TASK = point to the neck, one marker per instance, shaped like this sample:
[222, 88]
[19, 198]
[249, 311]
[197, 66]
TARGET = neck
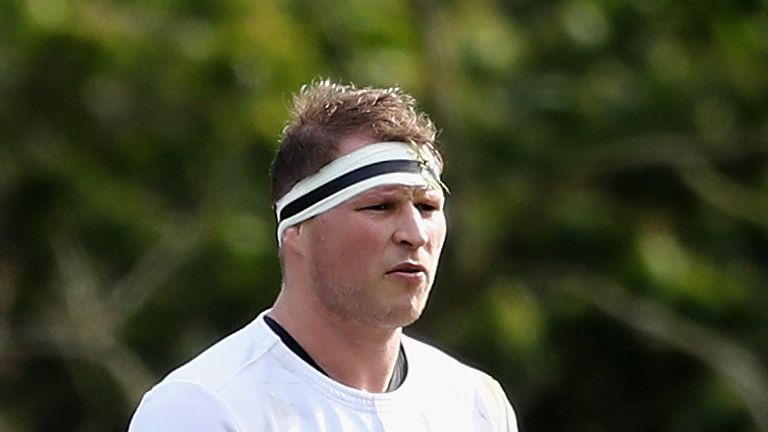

□ □ □

→ **Your objective**: Display every line of the data above that contains the word "neck".

→ **Completed task**:
TASK = point to the neck, one marker per instance, shaped like this sample:
TARGET = neck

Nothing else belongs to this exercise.